**AIM**.
Pick out each line below that contains the word "remnant" and copy it.
--- BEGIN DATA SHOWN ---
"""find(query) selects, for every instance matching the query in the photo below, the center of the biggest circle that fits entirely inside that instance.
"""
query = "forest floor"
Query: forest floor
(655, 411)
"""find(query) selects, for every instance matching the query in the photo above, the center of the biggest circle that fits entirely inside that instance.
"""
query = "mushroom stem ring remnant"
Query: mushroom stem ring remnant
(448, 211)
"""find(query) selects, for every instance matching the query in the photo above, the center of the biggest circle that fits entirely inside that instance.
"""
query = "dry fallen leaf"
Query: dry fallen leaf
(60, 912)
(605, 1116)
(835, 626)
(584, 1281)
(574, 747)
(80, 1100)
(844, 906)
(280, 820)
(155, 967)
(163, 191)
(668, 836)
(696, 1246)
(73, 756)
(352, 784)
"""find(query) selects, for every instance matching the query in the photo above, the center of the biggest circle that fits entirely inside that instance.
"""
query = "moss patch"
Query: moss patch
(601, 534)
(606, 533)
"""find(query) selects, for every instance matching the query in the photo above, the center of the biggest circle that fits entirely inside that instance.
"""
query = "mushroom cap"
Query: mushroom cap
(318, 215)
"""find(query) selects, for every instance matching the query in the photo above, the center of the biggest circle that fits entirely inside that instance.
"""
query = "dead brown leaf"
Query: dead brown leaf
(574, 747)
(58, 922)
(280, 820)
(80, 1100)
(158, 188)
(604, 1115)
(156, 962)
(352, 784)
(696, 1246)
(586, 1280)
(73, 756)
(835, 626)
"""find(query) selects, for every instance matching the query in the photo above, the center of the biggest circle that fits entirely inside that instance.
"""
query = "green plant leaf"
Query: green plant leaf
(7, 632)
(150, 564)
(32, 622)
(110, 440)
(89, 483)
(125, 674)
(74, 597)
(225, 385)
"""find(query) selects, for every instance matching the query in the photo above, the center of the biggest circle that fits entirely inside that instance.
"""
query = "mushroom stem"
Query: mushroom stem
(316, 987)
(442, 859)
--- END DATA SHOWN ---
**ANSWER TO THE EXERCISE**.
query = "mushroom stem ring remnant"
Query: mushroom stem ring remnant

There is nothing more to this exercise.